All entries must be repeated exactly; do not include the pictures.

# # # # #

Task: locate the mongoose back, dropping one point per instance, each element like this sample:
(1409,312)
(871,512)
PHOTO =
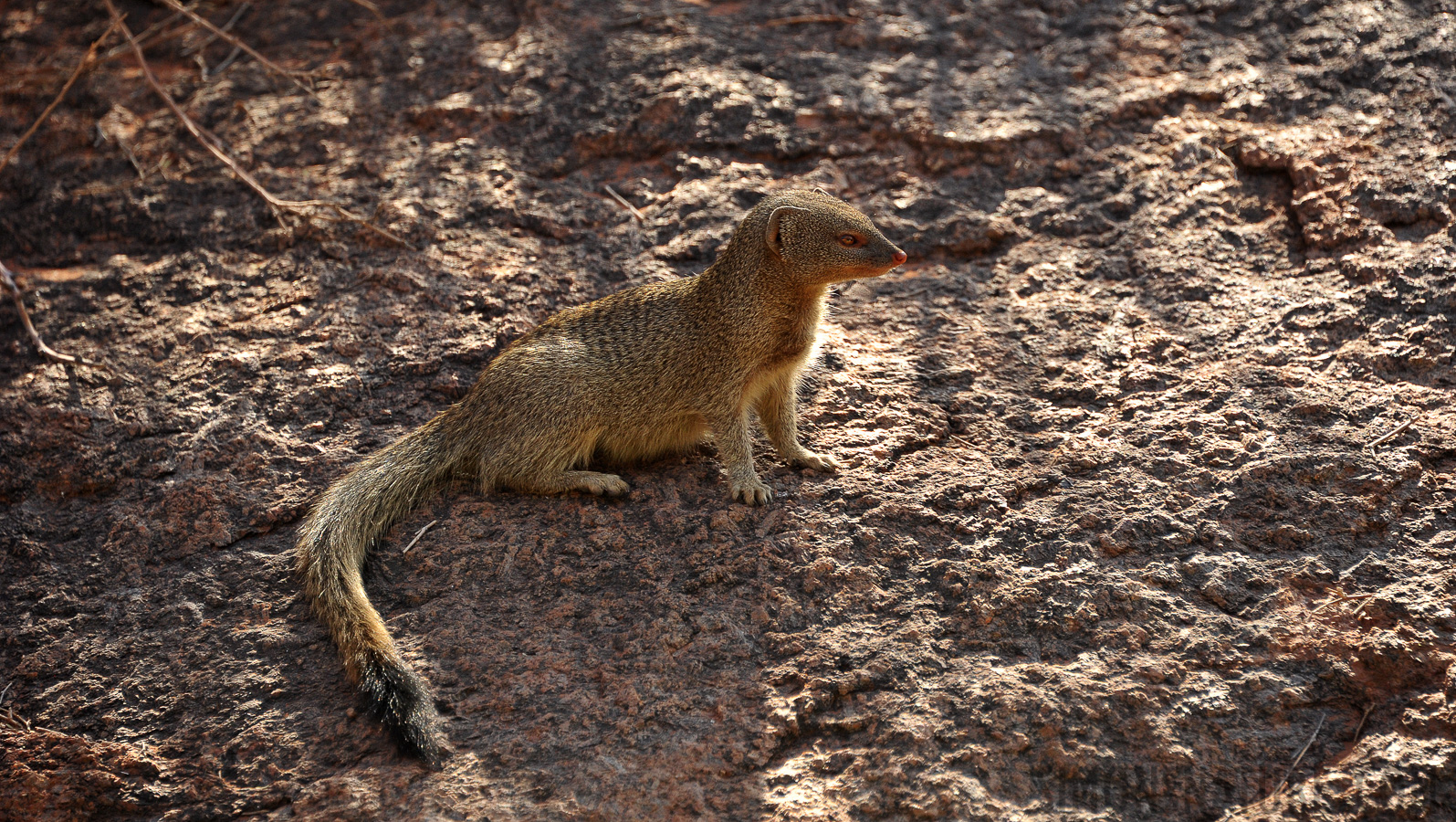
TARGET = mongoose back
(643,374)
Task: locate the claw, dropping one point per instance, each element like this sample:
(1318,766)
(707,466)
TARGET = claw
(751,491)
(822,462)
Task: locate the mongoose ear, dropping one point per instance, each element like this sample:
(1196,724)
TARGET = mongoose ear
(773,237)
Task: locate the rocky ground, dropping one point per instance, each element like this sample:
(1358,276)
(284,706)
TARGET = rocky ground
(1113,541)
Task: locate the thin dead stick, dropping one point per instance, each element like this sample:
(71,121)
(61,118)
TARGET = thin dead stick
(215,147)
(1392,435)
(227,26)
(1338,599)
(418,533)
(801,19)
(625,205)
(1302,751)
(7,280)
(251,51)
(1358,728)
(152,29)
(370,6)
(80,68)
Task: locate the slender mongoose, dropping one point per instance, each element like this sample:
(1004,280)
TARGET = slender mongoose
(628,378)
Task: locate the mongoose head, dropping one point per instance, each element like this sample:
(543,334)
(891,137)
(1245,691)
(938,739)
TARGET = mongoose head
(822,239)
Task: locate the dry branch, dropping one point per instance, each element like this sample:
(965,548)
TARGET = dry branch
(1301,758)
(82,66)
(7,280)
(151,31)
(623,202)
(236,43)
(801,19)
(212,143)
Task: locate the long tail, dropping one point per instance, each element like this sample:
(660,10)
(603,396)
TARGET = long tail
(335,538)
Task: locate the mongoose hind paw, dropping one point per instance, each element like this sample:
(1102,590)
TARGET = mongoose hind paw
(751,491)
(822,462)
(600,484)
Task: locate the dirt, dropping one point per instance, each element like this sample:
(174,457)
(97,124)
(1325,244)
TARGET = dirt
(1113,541)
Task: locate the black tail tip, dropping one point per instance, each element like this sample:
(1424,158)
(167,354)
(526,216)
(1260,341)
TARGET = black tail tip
(399,701)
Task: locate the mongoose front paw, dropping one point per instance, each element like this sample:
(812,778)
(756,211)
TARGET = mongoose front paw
(751,491)
(820,462)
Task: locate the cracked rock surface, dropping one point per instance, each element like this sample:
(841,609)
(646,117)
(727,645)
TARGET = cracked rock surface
(1110,541)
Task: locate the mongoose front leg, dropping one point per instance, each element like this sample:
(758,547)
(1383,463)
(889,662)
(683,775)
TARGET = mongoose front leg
(736,452)
(778,413)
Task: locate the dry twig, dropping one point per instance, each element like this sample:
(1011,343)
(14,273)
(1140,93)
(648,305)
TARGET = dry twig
(801,19)
(1392,435)
(1347,598)
(1358,728)
(625,205)
(370,6)
(227,26)
(222,32)
(212,143)
(418,533)
(122,48)
(1297,760)
(82,66)
(7,280)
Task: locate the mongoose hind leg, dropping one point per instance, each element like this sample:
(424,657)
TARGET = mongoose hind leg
(736,452)
(778,414)
(585,481)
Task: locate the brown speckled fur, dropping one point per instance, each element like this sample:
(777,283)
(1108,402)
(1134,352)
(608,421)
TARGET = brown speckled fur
(628,378)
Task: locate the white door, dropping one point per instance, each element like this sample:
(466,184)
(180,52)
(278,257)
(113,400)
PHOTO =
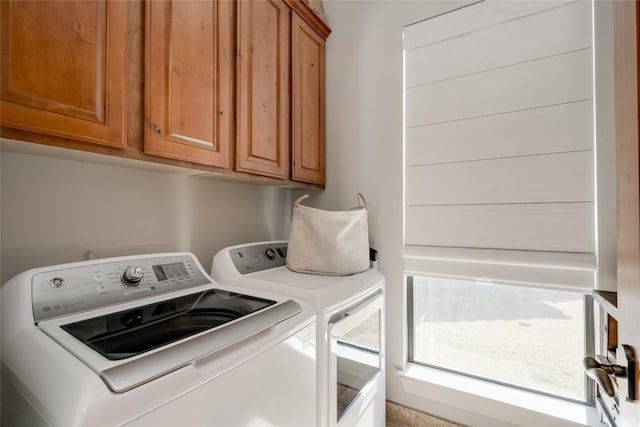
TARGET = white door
(628,203)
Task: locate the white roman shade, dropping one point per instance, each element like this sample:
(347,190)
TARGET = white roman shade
(499,144)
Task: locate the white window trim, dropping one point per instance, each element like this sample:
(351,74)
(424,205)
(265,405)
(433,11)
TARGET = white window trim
(508,404)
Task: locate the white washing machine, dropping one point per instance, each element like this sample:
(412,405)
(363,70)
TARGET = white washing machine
(152,341)
(350,327)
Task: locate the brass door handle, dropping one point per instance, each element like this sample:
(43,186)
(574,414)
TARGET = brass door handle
(601,372)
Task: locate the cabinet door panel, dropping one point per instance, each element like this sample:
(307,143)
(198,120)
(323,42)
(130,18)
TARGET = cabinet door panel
(308,103)
(263,93)
(189,81)
(63,70)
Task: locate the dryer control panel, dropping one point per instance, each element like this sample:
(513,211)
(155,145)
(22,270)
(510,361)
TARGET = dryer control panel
(99,283)
(252,258)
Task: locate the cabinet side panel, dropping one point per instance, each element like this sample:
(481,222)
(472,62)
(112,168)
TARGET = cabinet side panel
(308,104)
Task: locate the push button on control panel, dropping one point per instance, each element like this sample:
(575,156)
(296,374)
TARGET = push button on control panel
(56,282)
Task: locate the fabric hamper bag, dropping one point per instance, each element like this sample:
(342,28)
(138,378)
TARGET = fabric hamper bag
(328,242)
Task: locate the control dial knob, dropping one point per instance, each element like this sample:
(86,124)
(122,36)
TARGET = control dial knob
(270,253)
(132,276)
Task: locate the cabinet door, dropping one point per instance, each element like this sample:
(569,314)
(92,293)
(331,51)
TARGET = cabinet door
(63,70)
(189,80)
(307,65)
(263,88)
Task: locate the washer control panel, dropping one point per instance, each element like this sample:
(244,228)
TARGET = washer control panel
(249,259)
(100,283)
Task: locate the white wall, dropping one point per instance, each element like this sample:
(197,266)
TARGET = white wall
(54,210)
(364,154)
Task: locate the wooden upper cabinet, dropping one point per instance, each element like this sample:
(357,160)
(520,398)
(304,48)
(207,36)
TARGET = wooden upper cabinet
(307,94)
(263,88)
(63,70)
(189,83)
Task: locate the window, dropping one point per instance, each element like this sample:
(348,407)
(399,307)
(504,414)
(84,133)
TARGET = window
(499,215)
(521,336)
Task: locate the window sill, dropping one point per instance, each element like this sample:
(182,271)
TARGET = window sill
(493,400)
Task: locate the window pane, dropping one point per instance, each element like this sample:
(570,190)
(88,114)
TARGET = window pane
(528,337)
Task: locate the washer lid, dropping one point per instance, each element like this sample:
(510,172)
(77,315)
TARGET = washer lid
(125,374)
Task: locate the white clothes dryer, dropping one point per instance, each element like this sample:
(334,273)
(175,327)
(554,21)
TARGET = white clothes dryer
(151,340)
(350,327)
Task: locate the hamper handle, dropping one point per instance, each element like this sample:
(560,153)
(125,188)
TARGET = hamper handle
(299,199)
(362,201)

# # # # #

◆ Answer for the task:
Task: locate the mongoose back, dropping one point per instance, each element like this sample:
(1409,312)
(871,512)
PHOTO =
TARGET = mongoose back
(643,374)
Task: locate the claw, dropping one point per instance, each element like this sample:
(1318,766)
(707,466)
TARGET = claw
(751,491)
(822,462)
Task: locate the mongoose ear, dropping one point per instance, each element like this sample:
(1196,724)
TARGET = mongoose ear
(773,237)
Task: locate the rocky ground, dropping one point per instance, each element like this sample:
(1358,276)
(284,706)
TARGET = rocky ground
(1113,541)
Task: locate the thin dead stick, dropping one point per instance, each element like this sample:
(71,121)
(61,118)
TARGET = thin dead stick
(215,147)
(1392,435)
(227,26)
(1338,599)
(418,533)
(801,19)
(625,205)
(1302,751)
(7,280)
(251,51)
(1358,728)
(152,29)
(370,6)
(80,68)
Task: locate the slender mongoose, dropping one point per instance, each element like this sample:
(1004,280)
TARGET = slender mongoose
(628,378)
Task: locate the mongoose head, dropping one point per instance, each element like this sample:
(543,334)
(891,137)
(1245,691)
(938,739)
TARGET = mongoose head
(822,239)
Task: locate the dry branch, dropping one point per instance, each element like this sample:
(965,548)
TARGET = dry branch
(1301,758)
(82,66)
(7,280)
(151,31)
(623,202)
(236,43)
(801,19)
(212,143)
Task: locate the long tail, dropping one point per instance, each element like this sample:
(660,10)
(603,396)
TARGET = long tail
(335,538)
Task: locate the mongoose hind paw, dropping one point per instance, each element like this sample:
(1102,590)
TARGET = mongoose hind paw
(751,491)
(822,462)
(600,484)
Task: locate the dirt, dropping one point per instance, each element like this sample:
(174,457)
(97,124)
(1325,244)
TARGET = dirt
(1113,541)
Task: locate the black tail tip, dropping one point per instance, each element like this sample:
(1424,158)
(167,354)
(526,216)
(1260,341)
TARGET = black tail tip
(399,701)
Task: locate the mongoose front paw, dropping one point per instance, each element like this sample:
(812,778)
(756,211)
TARGET = mongoose front paw
(751,491)
(820,462)
Task: locate the cracked rock surface, dropping one point per instance, each element like this sample:
(841,609)
(646,117)
(727,645)
TARGET = cracked rock surface
(1110,541)
Task: locate the mongoose front leg, dropping one point per instance, each element like this sample:
(758,547)
(1383,463)
(889,662)
(683,775)
TARGET = mongoose front leg
(736,452)
(778,413)
Task: locate the dry twig, dropping one point per instance, each element like this sample:
(1011,343)
(14,273)
(1140,93)
(648,305)
TARGET = dry twig
(801,19)
(1392,435)
(1347,598)
(1358,728)
(625,205)
(370,6)
(227,26)
(222,32)
(212,143)
(418,533)
(122,48)
(1297,760)
(82,66)
(7,280)
Task: locate the mongoose hind leg, dropping one point per instance, each element like this sample:
(424,657)
TARGET = mongoose hind leg
(736,452)
(778,414)
(585,481)
Task: locate the brown speckled fur, dropping one point per instance, each element like this sample:
(777,283)
(1108,402)
(1134,352)
(608,421)
TARGET = brown speckled fur
(628,378)
Task: locate the white door, dropping one point per instance, each element like this sample:
(466,184)
(180,52)
(278,257)
(113,400)
PHOTO =
TARGET = white door
(628,203)
Task: locate the white roman shade, dropping one point per instance, each element like this sample:
(347,190)
TARGET = white roman shade
(499,144)
Task: locate the white window trim, dropping one point per instance, each element like this sample:
(351,74)
(424,205)
(265,405)
(433,11)
TARGET = white window trim
(508,404)
Task: locate the white washing machine, dropping one point per instance, each element like this sample:
(412,405)
(363,70)
TARGET = white washing machine
(152,341)
(350,327)
Task: locate the brass door handle, dropping one point per instance, each element like this sample:
(43,186)
(574,414)
TARGET = brass door handle
(601,372)
Task: locate the cabinet door panel, dropping one point per instance, each element like this sample:
(307,143)
(198,120)
(323,42)
(130,18)
TARGET = cabinet door panel
(308,103)
(263,93)
(189,81)
(63,70)
Task: locate the dryer control panel, dropping one point per instance, each element like this sample:
(513,211)
(155,145)
(22,270)
(510,361)
TARGET = dryer control panel
(99,283)
(252,258)
Task: locate the cabinet side panel, dropping one point per instance, each element like this sample:
(481,222)
(472,62)
(112,168)
TARGET = cabinet side panel
(308,104)
Task: locate the push button on control panel, dropping one point per instance, each element like this sample:
(575,156)
(296,374)
TARGET = push button on control panel
(56,282)
Task: locate the fabric hamper bag, dropping one point per instance, each element like this sample:
(342,28)
(138,378)
TARGET = fabric hamper bag
(328,242)
Task: locate the control dial knob, dropping one point per instance, each element like this sample:
(86,124)
(122,36)
TARGET = control dial knob
(270,253)
(132,276)
Task: locate the cabinet door, dropping one point per instance, each element like this sample:
(569,314)
(92,293)
(331,51)
TARGET = cabinet door
(63,70)
(189,80)
(307,65)
(263,88)
Task: locate the washer control panel, dropping one point per instance, each element like this sample:
(244,228)
TARGET = washer control panel
(249,259)
(100,283)
Task: locate the white wall, dropping one point per instance, each element like this sample:
(197,266)
TARGET = white wall
(54,210)
(364,154)
Task: locate the wooden upper cabinet, dropping one point per instance, each element like this sample:
(357,160)
(520,398)
(304,48)
(207,36)
TARGET = wooden upper cabinet
(307,94)
(263,88)
(63,70)
(189,83)
Task: locate the window, dropping one point per instance, each element like this sample:
(348,407)
(399,307)
(504,414)
(84,133)
TARGET = window
(499,215)
(521,336)
Task: locate the window sill, dropping one point per instance, each element like this sample:
(182,271)
TARGET = window sill
(493,400)
Task: locate the window pane, dropping one point per instance, each element like this sample:
(570,190)
(88,114)
TARGET = window pane
(528,337)
Task: locate the washer lid, dropping one point per instance, each element like this sample:
(510,172)
(77,315)
TARGET = washer lid
(125,374)
Task: locate the white clothes dryer, dropping one point per instance, each element like this sample:
(334,273)
(175,327)
(554,21)
TARGET = white clothes dryer
(151,340)
(350,327)
Task: locate the hamper handle, dropping one point per instance, each element like this sample:
(560,153)
(125,188)
TARGET = hamper handle
(299,199)
(362,201)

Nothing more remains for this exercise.